### REQUIRED WORK
With the pictures omitted, write out the entries that follow exactly as they stand.

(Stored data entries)
_ _ _ _

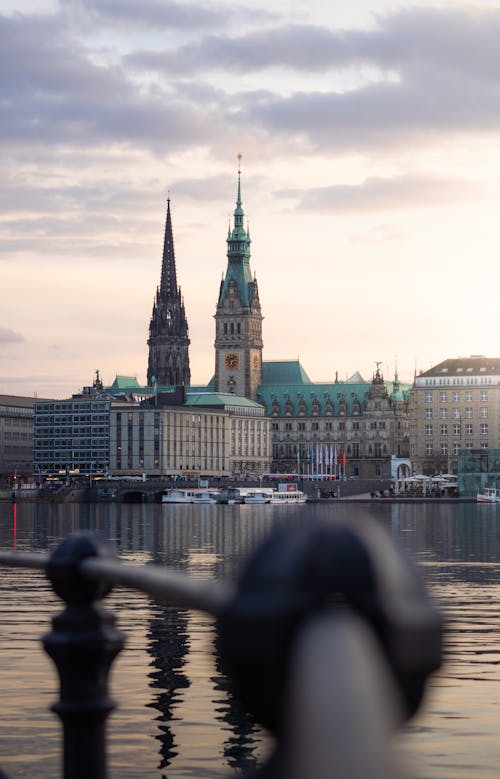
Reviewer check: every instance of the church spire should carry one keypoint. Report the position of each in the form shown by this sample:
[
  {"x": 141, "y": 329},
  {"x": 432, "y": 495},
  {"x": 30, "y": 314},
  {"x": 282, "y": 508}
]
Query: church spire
[
  {"x": 168, "y": 341},
  {"x": 238, "y": 334},
  {"x": 168, "y": 284}
]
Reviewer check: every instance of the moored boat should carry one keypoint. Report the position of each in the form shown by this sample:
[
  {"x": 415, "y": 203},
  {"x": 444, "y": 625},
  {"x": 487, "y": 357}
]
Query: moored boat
[
  {"x": 490, "y": 495},
  {"x": 196, "y": 495},
  {"x": 258, "y": 497},
  {"x": 288, "y": 494}
]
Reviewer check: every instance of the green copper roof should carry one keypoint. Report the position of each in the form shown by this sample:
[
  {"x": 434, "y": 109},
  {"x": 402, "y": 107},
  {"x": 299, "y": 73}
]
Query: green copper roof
[
  {"x": 306, "y": 396},
  {"x": 284, "y": 372},
  {"x": 124, "y": 383},
  {"x": 219, "y": 399}
]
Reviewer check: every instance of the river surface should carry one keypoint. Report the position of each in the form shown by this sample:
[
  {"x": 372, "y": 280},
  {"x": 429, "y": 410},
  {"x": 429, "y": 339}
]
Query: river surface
[{"x": 176, "y": 714}]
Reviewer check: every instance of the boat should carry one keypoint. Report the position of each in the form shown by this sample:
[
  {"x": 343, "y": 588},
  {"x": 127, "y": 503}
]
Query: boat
[
  {"x": 287, "y": 494},
  {"x": 490, "y": 495},
  {"x": 196, "y": 495},
  {"x": 256, "y": 497}
]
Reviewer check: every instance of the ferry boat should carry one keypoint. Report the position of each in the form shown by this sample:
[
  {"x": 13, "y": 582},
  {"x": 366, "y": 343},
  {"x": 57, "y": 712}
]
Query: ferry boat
[
  {"x": 196, "y": 495},
  {"x": 258, "y": 497},
  {"x": 490, "y": 495},
  {"x": 287, "y": 494}
]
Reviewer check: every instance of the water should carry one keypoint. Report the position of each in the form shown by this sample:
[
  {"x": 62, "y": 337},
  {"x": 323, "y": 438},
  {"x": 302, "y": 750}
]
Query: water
[{"x": 177, "y": 716}]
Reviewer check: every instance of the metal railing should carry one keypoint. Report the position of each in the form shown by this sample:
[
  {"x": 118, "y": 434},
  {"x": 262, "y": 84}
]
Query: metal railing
[{"x": 329, "y": 638}]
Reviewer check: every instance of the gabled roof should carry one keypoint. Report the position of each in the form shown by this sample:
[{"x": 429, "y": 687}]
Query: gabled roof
[
  {"x": 463, "y": 365},
  {"x": 308, "y": 393},
  {"x": 219, "y": 399},
  {"x": 284, "y": 372},
  {"x": 124, "y": 383}
]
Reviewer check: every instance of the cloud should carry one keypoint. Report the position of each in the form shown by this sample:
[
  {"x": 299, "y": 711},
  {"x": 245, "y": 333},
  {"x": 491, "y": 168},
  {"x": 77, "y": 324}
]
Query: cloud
[
  {"x": 419, "y": 73},
  {"x": 378, "y": 193},
  {"x": 165, "y": 14},
  {"x": 462, "y": 40},
  {"x": 8, "y": 336}
]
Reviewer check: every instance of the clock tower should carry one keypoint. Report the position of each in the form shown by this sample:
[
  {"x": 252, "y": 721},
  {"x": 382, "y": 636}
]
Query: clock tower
[{"x": 238, "y": 318}]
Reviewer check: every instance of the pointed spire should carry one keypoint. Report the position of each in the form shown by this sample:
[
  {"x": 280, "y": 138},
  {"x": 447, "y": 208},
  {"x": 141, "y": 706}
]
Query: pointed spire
[{"x": 168, "y": 284}]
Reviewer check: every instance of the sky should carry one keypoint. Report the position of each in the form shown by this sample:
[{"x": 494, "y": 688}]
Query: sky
[{"x": 370, "y": 143}]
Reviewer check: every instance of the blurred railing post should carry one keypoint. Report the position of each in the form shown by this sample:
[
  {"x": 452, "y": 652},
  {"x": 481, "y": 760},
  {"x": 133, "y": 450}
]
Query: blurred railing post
[{"x": 83, "y": 644}]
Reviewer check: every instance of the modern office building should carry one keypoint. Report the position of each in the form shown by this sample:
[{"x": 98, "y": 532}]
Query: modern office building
[
  {"x": 71, "y": 437},
  {"x": 198, "y": 435},
  {"x": 17, "y": 416},
  {"x": 454, "y": 409}
]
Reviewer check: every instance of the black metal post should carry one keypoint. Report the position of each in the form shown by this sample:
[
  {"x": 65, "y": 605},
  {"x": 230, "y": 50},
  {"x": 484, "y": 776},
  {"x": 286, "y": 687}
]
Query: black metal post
[{"x": 83, "y": 644}]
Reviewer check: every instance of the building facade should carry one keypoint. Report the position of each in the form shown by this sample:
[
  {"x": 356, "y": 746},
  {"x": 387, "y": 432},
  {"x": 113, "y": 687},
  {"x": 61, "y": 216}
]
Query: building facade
[
  {"x": 168, "y": 342},
  {"x": 238, "y": 318},
  {"x": 71, "y": 437},
  {"x": 346, "y": 429},
  {"x": 454, "y": 408},
  {"x": 17, "y": 415},
  {"x": 209, "y": 434}
]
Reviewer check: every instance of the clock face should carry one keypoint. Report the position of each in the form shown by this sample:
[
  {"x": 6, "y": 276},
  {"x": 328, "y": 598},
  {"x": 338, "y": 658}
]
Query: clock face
[{"x": 231, "y": 361}]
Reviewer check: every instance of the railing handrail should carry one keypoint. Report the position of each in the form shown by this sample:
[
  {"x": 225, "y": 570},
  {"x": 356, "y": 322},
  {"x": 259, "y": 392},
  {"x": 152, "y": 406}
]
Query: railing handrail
[
  {"x": 163, "y": 583},
  {"x": 321, "y": 612}
]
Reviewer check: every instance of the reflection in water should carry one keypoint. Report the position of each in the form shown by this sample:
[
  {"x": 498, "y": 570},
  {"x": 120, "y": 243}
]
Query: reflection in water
[
  {"x": 168, "y": 646},
  {"x": 171, "y": 688}
]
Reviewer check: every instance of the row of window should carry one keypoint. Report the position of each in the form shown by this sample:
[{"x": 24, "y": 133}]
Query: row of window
[
  {"x": 454, "y": 449},
  {"x": 455, "y": 396},
  {"x": 456, "y": 413},
  {"x": 430, "y": 382},
  {"x": 456, "y": 429}
]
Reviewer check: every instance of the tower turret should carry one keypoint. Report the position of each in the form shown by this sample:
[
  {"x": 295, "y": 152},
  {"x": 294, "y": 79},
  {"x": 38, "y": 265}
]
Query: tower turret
[
  {"x": 238, "y": 318},
  {"x": 168, "y": 340}
]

_ _ _ _

### REPLY TO THE EXERCISE
Reviewer check: every instance of the church spire should carry one keypoint. Report the position of each in the form shown by this sample:
[
  {"x": 141, "y": 329},
  {"x": 432, "y": 495},
  {"x": 30, "y": 314},
  {"x": 282, "y": 508}
]
Query: church spire
[
  {"x": 168, "y": 341},
  {"x": 238, "y": 334},
  {"x": 168, "y": 284}
]
Reviewer check: every instance of the moored boat should carry one keypoint. Report the position of each in the form shown by this sample:
[
  {"x": 415, "y": 203},
  {"x": 444, "y": 625},
  {"x": 487, "y": 357}
]
Query: moored boat
[
  {"x": 490, "y": 495},
  {"x": 196, "y": 495},
  {"x": 258, "y": 497},
  {"x": 288, "y": 494}
]
Reviewer check: every instance of the green copper roof should carry one keypoint. Report the position of each in the form shown by this sample:
[
  {"x": 434, "y": 109},
  {"x": 402, "y": 107},
  {"x": 299, "y": 73}
]
Query: green copper roof
[
  {"x": 306, "y": 396},
  {"x": 284, "y": 372},
  {"x": 124, "y": 383},
  {"x": 219, "y": 399}
]
Reviewer check: every instance of the river surface should carry one keypoint. Report the position of each in the form shown by this sample:
[
  {"x": 372, "y": 280},
  {"x": 429, "y": 410},
  {"x": 429, "y": 339}
]
Query: river surface
[{"x": 176, "y": 714}]
Reviewer check: every instance of the boat should carry one keypoint. Report the position of each in the form shown by this sample:
[
  {"x": 343, "y": 588},
  {"x": 127, "y": 503}
]
Query: boat
[
  {"x": 287, "y": 494},
  {"x": 490, "y": 495},
  {"x": 196, "y": 495},
  {"x": 256, "y": 497}
]
Reviewer check: every instance of the ferry boat should carry one keypoint. Report the position of each in the form shown by this sample:
[
  {"x": 13, "y": 582},
  {"x": 366, "y": 343},
  {"x": 57, "y": 712}
]
Query: ferry boat
[
  {"x": 196, "y": 495},
  {"x": 258, "y": 497},
  {"x": 490, "y": 495},
  {"x": 287, "y": 494}
]
Reviewer check: every instance of the water should carry one keypoint. Report the position of each in the form shown by this sample:
[
  {"x": 62, "y": 337},
  {"x": 323, "y": 438},
  {"x": 302, "y": 750}
]
Query: water
[{"x": 177, "y": 716}]
Reviewer check: every instance of the metal railing should carry one keypoint. Report the position of each in the form shown by this sample:
[
  {"x": 118, "y": 434},
  {"x": 262, "y": 84}
]
Query: metal railing
[{"x": 329, "y": 638}]
Reviewer check: every instance of the gabled roof should carry one keypoint. Report the position of each in the form shown by this sample:
[{"x": 429, "y": 687}]
Query: gabled roof
[
  {"x": 463, "y": 365},
  {"x": 308, "y": 393},
  {"x": 219, "y": 399},
  {"x": 284, "y": 372},
  {"x": 124, "y": 383}
]
Reviewer check: every instance of the cloud should carry one keypoint. Report the position of each in the form shown by this sample:
[
  {"x": 299, "y": 711},
  {"x": 245, "y": 333},
  {"x": 491, "y": 168},
  {"x": 77, "y": 324}
]
Query: cloud
[
  {"x": 419, "y": 73},
  {"x": 378, "y": 193},
  {"x": 165, "y": 14},
  {"x": 462, "y": 40},
  {"x": 8, "y": 336}
]
Reviewer check: every instance of the clock tower should carry one keypoint. Report the position of each in the form shown by this sample:
[
  {"x": 252, "y": 721},
  {"x": 382, "y": 636}
]
Query: clock tower
[{"x": 238, "y": 318}]
Reviewer check: every instance of the pointed spire should carry one keypoint. Report the position of each in the form shown by this sample:
[
  {"x": 280, "y": 138},
  {"x": 447, "y": 208},
  {"x": 141, "y": 706}
]
Query: pointed spire
[{"x": 168, "y": 284}]
Reviewer check: every instance of the sky should carry one keypoint. Report the position of each in the form shown by this sample:
[{"x": 494, "y": 688}]
Query: sky
[{"x": 370, "y": 143}]
Reviewer check: every instance of the blurred railing post should carry one keypoint. Report the position of each in the form shown by this sample:
[
  {"x": 452, "y": 652},
  {"x": 481, "y": 760},
  {"x": 133, "y": 450}
]
Query: blurred railing post
[{"x": 83, "y": 644}]
Reviewer check: every instance of the modern office building should carry one keypoint. Report the position of each in the form shown by this sample:
[{"x": 98, "y": 532}]
Query: modern office building
[
  {"x": 71, "y": 437},
  {"x": 198, "y": 435},
  {"x": 17, "y": 416},
  {"x": 454, "y": 409}
]
Reviewer check: every instance of the black metal post should carry one keypoint. Report the position of each in the form shown by this sample:
[
  {"x": 65, "y": 605},
  {"x": 230, "y": 50},
  {"x": 484, "y": 776},
  {"x": 286, "y": 687}
]
Query: black metal post
[{"x": 83, "y": 644}]
Reviewer check: every instance of the building facade should carry one keypoint. Report the position of each in the form shown by this sample:
[
  {"x": 356, "y": 746},
  {"x": 387, "y": 432},
  {"x": 113, "y": 687},
  {"x": 61, "y": 216}
]
Query: building facade
[
  {"x": 168, "y": 342},
  {"x": 238, "y": 318},
  {"x": 71, "y": 437},
  {"x": 346, "y": 429},
  {"x": 454, "y": 408},
  {"x": 17, "y": 415},
  {"x": 209, "y": 434}
]
Reviewer check: every instance of the clock face should carry one keypoint. Report the position of each in the form shown by this sample:
[
  {"x": 6, "y": 276},
  {"x": 328, "y": 598},
  {"x": 338, "y": 658}
]
Query: clock face
[{"x": 231, "y": 361}]
Reviewer check: every instance of the railing handrail should carry one keypoint. Report the position of each in the form shown by this sample:
[
  {"x": 225, "y": 570},
  {"x": 356, "y": 322},
  {"x": 259, "y": 392},
  {"x": 152, "y": 406}
]
Query: railing handrail
[
  {"x": 163, "y": 583},
  {"x": 321, "y": 612}
]
Reviewer check: every instance of the reflection in water should carry one keypoint. Report the position of each in the form shown by this sample:
[
  {"x": 498, "y": 570},
  {"x": 120, "y": 243}
]
Query: reflection in water
[
  {"x": 168, "y": 646},
  {"x": 171, "y": 688}
]
Reviewer check: every instance of the row of window should carry one keypoint. Report the position of each in the form shown by this sample:
[{"x": 24, "y": 133}]
Query: row of window
[
  {"x": 454, "y": 449},
  {"x": 455, "y": 396},
  {"x": 456, "y": 413},
  {"x": 430, "y": 382},
  {"x": 456, "y": 429}
]
Reviewer check: every instance of the tower turret should carry one keypoint. Report the position of each in the form shown by this sample:
[
  {"x": 295, "y": 152},
  {"x": 294, "y": 79},
  {"x": 38, "y": 265}
]
Query: tower turret
[
  {"x": 238, "y": 318},
  {"x": 168, "y": 340}
]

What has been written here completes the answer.